--- start DATA FOR THIS TASK ---

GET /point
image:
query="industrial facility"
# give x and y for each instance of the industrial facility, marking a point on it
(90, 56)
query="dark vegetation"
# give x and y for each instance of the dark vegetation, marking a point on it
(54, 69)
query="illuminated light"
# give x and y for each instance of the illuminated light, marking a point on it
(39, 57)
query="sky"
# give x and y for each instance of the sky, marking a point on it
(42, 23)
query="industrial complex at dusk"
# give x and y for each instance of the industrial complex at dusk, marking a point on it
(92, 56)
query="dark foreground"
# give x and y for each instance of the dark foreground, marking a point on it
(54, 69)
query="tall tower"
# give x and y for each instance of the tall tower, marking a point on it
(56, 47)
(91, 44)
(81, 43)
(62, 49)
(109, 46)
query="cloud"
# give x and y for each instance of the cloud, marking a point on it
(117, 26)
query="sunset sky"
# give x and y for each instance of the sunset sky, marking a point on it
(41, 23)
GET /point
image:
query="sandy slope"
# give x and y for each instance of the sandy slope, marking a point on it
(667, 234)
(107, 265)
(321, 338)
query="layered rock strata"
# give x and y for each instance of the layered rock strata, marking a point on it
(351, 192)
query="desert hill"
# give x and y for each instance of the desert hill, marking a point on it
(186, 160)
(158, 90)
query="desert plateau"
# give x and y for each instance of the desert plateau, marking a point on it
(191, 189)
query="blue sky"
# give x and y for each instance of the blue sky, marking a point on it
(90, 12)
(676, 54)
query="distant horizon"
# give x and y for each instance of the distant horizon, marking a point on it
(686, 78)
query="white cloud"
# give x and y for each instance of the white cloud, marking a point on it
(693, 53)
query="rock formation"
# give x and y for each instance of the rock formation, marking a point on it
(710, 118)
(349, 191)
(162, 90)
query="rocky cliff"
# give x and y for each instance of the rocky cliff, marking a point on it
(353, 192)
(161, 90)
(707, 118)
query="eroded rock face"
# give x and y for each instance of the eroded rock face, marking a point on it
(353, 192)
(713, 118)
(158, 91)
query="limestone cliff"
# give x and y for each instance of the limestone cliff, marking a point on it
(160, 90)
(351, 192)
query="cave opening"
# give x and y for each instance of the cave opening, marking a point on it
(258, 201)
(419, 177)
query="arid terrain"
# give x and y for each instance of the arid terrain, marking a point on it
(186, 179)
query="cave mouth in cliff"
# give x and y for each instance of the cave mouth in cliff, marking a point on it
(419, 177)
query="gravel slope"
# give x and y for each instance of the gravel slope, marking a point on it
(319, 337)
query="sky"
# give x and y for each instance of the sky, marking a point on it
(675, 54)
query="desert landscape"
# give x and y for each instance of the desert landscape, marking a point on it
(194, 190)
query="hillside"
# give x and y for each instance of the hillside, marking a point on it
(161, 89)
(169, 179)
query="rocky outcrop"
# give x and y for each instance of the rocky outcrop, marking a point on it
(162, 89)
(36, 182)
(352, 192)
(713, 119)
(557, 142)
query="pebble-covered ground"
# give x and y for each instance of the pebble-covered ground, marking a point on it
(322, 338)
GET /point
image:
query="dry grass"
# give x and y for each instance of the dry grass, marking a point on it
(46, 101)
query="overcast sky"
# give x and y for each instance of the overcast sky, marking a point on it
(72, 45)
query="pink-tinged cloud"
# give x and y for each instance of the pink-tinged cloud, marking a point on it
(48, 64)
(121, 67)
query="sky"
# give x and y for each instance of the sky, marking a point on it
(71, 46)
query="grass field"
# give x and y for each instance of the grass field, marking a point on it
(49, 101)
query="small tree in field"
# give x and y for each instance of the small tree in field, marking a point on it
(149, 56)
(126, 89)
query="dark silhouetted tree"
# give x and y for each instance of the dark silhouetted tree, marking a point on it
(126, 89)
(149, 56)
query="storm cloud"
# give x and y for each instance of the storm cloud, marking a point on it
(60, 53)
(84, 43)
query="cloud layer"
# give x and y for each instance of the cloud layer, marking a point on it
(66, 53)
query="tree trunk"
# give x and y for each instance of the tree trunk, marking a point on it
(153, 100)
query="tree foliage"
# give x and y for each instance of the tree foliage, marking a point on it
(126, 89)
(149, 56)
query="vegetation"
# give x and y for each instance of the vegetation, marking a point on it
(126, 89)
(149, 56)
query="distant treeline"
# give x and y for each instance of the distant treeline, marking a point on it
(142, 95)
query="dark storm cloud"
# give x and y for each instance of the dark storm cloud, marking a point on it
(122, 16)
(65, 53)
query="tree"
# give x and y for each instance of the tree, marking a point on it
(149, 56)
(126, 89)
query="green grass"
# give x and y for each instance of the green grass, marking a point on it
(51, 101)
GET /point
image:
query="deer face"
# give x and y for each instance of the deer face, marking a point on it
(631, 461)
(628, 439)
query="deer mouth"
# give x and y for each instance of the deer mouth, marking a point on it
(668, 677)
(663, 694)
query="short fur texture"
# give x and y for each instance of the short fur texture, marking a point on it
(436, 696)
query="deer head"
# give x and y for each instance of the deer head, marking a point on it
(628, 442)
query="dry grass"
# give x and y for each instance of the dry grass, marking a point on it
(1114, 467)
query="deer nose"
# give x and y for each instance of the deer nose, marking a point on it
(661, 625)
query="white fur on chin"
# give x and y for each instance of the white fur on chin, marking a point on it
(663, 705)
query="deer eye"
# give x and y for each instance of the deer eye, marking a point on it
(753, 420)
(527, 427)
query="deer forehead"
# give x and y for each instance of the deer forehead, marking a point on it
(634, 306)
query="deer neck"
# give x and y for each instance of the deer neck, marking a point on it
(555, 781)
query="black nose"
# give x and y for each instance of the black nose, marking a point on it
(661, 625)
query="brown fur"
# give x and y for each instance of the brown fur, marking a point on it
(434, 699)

--- end DATA FOR THIS TASK ---

WHAT THE TASK ASKS:
Retype all of the entries precisely as they are.

RESPONSE TO THIS EXERCISE:
GET /point
image:
query="industrial facility"
# give x and y for each instance of the industrial facility, marking a point on it
(90, 56)
query="dark vegetation"
# give x and y for each instance of the dark vegetation, marking a point on it
(54, 69)
query="illuminated light"
# give x and y for each instance of the illuminated light, marking a point on it
(39, 57)
query="sky"
# give x and y for each instance of the sky, marking a point on it
(42, 23)
query="industrial complex at dusk"
# give x and y for each instance of the industrial complex at dusk, marking a point on it
(92, 56)
query="dark foreground"
# give x and y for each instance of the dark foreground, marking a point on it
(54, 69)
query="tall tower"
# give x and y for each instance of the tall tower, marking a point on it
(56, 47)
(91, 44)
(81, 43)
(62, 49)
(109, 46)
query="cloud"
# give x and y for each instance of the cloud, marking a point on it
(117, 26)
query="sunset sky"
# give x and y for each instance of the sunset sky, marking a point on it
(41, 23)
GET /point
image:
query="sandy slope"
# give x and y for each instance of the sandy slope, marking a point on it
(667, 234)
(107, 265)
(321, 338)
query="layered rock strata"
# give x and y for each instance of the layered rock strata, marking a point on it
(351, 192)
query="desert hill"
# give x and y for each instance of the desert hill, marking a point on it
(186, 160)
(158, 90)
query="desert plateau"
# give x and y for each instance of the desert plateau, marking a point on it
(191, 189)
query="blue sky"
# give x and y for each instance of the blue sky, marking a point on it
(90, 12)
(676, 54)
query="distant horizon"
# give x and y for each instance of the distant horizon, marking a point on it
(686, 78)
query="white cloud"
# give x and y for each instance of the white cloud, marking a point on it
(693, 53)
query="rock formation"
# give x and y for each instance of the rock formation, marking a point on it
(710, 118)
(349, 191)
(162, 90)
query="rocky cliff"
# give x and y for each instance of the rocky cliff, marking a point on it
(353, 192)
(161, 90)
(707, 118)
query="eroded rock face"
# give x and y for each instance of the eroded rock face, marking a point on it
(353, 192)
(713, 118)
(158, 91)
query="limestone cliff"
# give x and y for each instance of the limestone cliff, marking a point on it
(160, 90)
(351, 192)
query="cave opening"
# give x and y for each instance of the cave opening, marking a point on it
(258, 201)
(419, 177)
query="arid terrain"
# give x and y for each instance of the arid terrain, marking a point on it
(186, 179)
query="cave mouth in cliff"
# give x and y for each instance of the cave mouth in cliff, marking a point on it
(419, 177)
query="gravel slope"
# give x and y for each instance of the gravel slope, marking a point on it
(319, 337)
query="sky"
# give x and y for each instance of the sky, marking a point on it
(675, 54)
query="desert landscape"
# give x and y for each instance of the desert landscape, marking a point on it
(194, 190)
query="hillside"
# give x and y for each instance of the hillside, marking a point on it
(161, 89)
(169, 179)
query="rocky outcrop"
# give x and y for each instance of the rocky outcrop, marking a point on it
(162, 89)
(36, 182)
(352, 192)
(713, 119)
(557, 142)
query="pebble-covered ground"
# give x and y for each instance of the pebble-covered ground, marking a point on it
(322, 338)
GET /point
image:
query="dry grass"
# give x and y for each instance of the dry grass, marking a point on it
(46, 101)
query="overcast sky"
# give x and y for each instance of the overcast sky, marking a point on it
(72, 45)
query="pink-tinged cloud"
# give x and y for each instance of the pink-tinged cloud, marking a point on it
(48, 64)
(121, 67)
query="sky"
# give x and y for each instance of the sky, marking a point on it
(71, 46)
query="grass field"
# give x and y for each instance of the grass field, marking a point on it
(49, 101)
query="small tree in field"
# give x and y for each instance of the small tree in field, marking a point on it
(149, 56)
(126, 89)
query="dark silhouetted tree"
# give x and y for each instance of the dark silhouetted tree, marking a point on it
(126, 89)
(149, 56)
query="storm cloud"
# give x and y for each instance of the storm cloud, marking a point on it
(60, 53)
(84, 43)
query="cloud layer"
# give x and y for each instance of the cloud layer, marking a point on it
(66, 53)
query="tree trunk"
# give x and y for each instance of the tree trunk, marking a point on it
(153, 100)
query="tree foliage"
# give x and y for each instance of the tree foliage, marking a point on it
(126, 89)
(149, 56)
query="vegetation"
# give x and y for each instance of the vegetation, marking a point on it
(126, 89)
(149, 56)
query="distant treeline"
# give x and y for each instance of the distant treeline, marking a point on it
(142, 95)
query="dark storm cloud"
# give x and y for each instance of the dark storm cloud, marking a point on it
(122, 16)
(65, 53)
query="tree"
# give x and y for each instance of the tree, marking a point on it
(149, 56)
(126, 89)
query="green grass"
# give x and y for each instance of the green grass, marking a point on it
(51, 101)
GET /point
image:
query="deer face"
# give x and y for each instance of the deer face, marking a point on it
(631, 461)
(628, 439)
query="deer mouth"
# give x and y for each instance of the deer mouth, marking a point on it
(668, 677)
(663, 694)
query="short fur texture"
# give x and y for each instance of the short fur texture, marking a point on it
(436, 696)
query="deer head"
# give x and y for each instance of the deer head, marking a point on it
(628, 442)
query="dry grass"
# give x and y for each instance of the dry grass, marking a point on it
(1114, 467)
query="deer nose"
# give x and y for each instance of the deer nose, marking a point on it
(661, 625)
query="white fur on chin"
# give x and y for each instance of the white fur on chin, marking a point on it
(663, 705)
query="deer eye"
# give x and y for each instance of the deer eye, marking a point on it
(753, 420)
(527, 427)
query="deer forehead"
# give x and y for each instance of the deer forehead, marking a point on it
(634, 306)
query="deer neck"
# give x and y for each instance of the deer neck, marking a point on it
(555, 781)
query="black nose"
# give x and y for each instance of the black nose, marking a point on it
(661, 625)
query="brown fur"
# give x and y for each instance of the brown fur, marking a point on it
(434, 699)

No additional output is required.